Page excerpt:
Figure 2 can illustrate the need for look-back ability. In this example, we seek to maximize the size of the edge 5-core. The edges between the 5-core and the outside are highlighted in bold. Using the anchor score in Section 3.3, we first select v₁ using 2 anchor edges, then select v₂ with two edge budgets, which results in a follower v₃. The total edge budget is 4. However, we can anchor (v₁, v₃) and an edge from v₃ to the 5-core, to bring all three vertices into the 5-core. By looking back and removing the redundant edges, we can save 2 edge budgets in this example.

In the following, we discuss two strategies that optimize the effectiveness of anchor score. The optimized anchor score uses (i) Budget Return: deletes redundant anchor edges and return its budget; (ii) Edge Reconnection: reconnects anchor edges to save budget without losing the vertices in the edge k-core.

Budget return (Line 2-2)

Assume we bring v into the k-core using anchor edges E_A, and then we want to bring in another pivot u. The followers of u are $\mathcal {F}(u, G_{A})$. Let $C=E_{A}\cap \{(v, v^{\prime })\mid v^{\prime }\in C_{k}\}$ and $D= N(v)\cap \mathcal {F}(u, G_{A})$.

Here, C is a set of selected anchor edges between the original k-core and v, while D is the set of u’s followers that are adjacent to v. The followers of u can add |D| degrees to v. On the other hand, the anchor edges in C, which are previously used to increase the degree of v, can be removed due to u’s followers. To sum up, we can safely delete $\min \limits (|C|,|D|)$ edges in C from the anchor edge set.

Example 3 (Budget Return)

In Figure 2, assume we first (Step.A) anchor pivot v₁ into the 5-core with 2 anchor edges, then (Step.B) bring pivot v₂ into the 5-core using two anchor edges, and result in a follower v₃. The degree of v₁ increase by 1 due to the (v₁, v₃), so we can return one edge budge that is used to increse the degree of v₁ in Step.A, while all vertices still exist in the k-core.

Edge reconnection (Line 2-2)

Material shown:
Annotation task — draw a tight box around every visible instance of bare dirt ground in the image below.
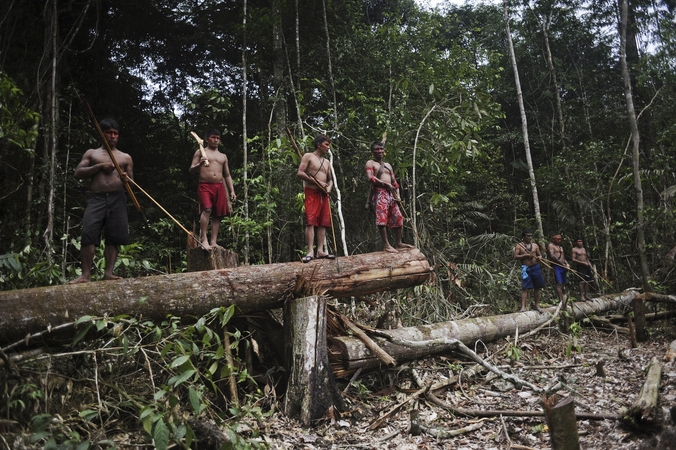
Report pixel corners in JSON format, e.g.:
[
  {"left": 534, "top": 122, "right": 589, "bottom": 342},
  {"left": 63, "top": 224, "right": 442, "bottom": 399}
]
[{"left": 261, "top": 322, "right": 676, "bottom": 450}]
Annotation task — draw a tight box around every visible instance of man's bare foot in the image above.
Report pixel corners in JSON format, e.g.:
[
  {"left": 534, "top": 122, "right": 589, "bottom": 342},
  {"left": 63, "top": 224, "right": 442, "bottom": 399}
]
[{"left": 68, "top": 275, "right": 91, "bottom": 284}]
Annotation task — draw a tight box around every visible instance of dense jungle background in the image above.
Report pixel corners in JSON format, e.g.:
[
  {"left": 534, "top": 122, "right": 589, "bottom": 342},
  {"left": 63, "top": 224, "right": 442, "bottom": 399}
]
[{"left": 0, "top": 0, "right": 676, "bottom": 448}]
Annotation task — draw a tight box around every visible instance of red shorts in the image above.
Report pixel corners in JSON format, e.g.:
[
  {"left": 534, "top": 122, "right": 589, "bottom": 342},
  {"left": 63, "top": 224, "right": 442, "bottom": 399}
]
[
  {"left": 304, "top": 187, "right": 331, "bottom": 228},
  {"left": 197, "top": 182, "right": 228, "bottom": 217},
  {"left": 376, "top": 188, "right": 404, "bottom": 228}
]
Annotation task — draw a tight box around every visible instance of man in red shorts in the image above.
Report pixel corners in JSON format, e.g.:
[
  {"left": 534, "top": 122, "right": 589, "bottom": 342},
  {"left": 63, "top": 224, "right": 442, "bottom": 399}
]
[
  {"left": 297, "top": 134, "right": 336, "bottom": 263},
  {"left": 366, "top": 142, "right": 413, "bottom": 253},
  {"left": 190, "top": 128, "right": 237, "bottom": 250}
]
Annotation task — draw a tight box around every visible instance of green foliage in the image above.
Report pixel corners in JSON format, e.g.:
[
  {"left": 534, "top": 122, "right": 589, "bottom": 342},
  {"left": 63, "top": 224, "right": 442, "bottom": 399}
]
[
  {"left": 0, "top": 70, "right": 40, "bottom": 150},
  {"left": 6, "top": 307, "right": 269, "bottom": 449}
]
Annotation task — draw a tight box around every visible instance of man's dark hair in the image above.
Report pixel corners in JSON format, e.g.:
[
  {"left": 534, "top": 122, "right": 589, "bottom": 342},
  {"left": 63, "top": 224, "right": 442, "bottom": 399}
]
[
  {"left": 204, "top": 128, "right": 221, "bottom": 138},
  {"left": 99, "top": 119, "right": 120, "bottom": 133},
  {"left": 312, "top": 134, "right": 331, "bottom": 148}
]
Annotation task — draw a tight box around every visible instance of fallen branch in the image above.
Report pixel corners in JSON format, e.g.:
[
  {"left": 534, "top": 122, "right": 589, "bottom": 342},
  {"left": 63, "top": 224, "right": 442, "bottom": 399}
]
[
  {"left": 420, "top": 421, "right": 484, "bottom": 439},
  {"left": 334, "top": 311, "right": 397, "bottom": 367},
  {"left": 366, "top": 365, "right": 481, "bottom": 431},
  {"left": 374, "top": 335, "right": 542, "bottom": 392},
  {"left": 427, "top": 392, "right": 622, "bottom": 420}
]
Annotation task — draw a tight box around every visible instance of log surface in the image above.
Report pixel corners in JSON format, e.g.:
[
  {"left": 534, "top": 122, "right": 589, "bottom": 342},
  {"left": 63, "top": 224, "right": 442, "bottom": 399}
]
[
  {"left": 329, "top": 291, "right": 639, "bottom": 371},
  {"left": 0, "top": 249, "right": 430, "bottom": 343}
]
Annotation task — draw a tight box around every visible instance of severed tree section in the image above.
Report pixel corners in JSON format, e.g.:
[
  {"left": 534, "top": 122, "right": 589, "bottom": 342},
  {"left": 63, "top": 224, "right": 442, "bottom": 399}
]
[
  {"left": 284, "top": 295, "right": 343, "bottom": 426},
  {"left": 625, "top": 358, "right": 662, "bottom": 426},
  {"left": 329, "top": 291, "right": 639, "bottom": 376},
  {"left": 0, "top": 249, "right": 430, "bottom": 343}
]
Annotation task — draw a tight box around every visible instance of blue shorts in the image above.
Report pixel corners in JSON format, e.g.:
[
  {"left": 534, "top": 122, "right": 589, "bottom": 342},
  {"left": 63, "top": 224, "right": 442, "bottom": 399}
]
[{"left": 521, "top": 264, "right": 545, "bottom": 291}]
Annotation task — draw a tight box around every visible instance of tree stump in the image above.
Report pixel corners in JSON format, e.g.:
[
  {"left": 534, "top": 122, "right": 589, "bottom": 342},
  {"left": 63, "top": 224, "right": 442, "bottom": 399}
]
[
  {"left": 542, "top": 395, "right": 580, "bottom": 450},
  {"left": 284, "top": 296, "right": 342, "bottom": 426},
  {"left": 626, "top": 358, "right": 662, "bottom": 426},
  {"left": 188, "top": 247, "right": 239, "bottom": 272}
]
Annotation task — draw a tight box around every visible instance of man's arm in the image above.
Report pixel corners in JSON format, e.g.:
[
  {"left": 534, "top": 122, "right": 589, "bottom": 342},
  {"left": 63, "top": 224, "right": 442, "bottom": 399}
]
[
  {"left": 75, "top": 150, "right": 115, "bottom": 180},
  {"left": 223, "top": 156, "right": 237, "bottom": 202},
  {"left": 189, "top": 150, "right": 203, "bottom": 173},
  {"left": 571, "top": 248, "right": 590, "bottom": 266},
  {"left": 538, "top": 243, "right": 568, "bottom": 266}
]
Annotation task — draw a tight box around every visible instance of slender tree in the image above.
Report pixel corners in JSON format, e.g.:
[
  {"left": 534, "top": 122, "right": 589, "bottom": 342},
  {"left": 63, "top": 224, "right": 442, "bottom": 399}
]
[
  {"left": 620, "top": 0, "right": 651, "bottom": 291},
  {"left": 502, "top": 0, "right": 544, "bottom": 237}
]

Task:
Could you print the edge k-core excerpt from "Budget return (Line" up to and including "anchor edge set."?

The solution:
Budget return (Line 2-2)

Assume we bring v into the k-core using anchor edges E_A, and then we want to bring in another pivot u. The followers of u are $\mathcal {F}(u, G_{A})$. Let $C=E_{A}\cap \{(v, v^{\prime })\mid v^{\prime }\in C_{k}\}$ and $D= N(v)\cap \mathcal {F}(u, G_{A})$.

Here, C is a set of selected anchor edges between the original k-core and v, while D is the set of u’s followers that are adjacent to v. The followers of u can add |D| degrees to v. On the other hand, the anchor edges in C, which are previously used to increase the degree of v, can be removed due to u’s followers. To sum up, we can safely delete $\min \limits (|C|,|D|)$ edges in C from the anchor edge set.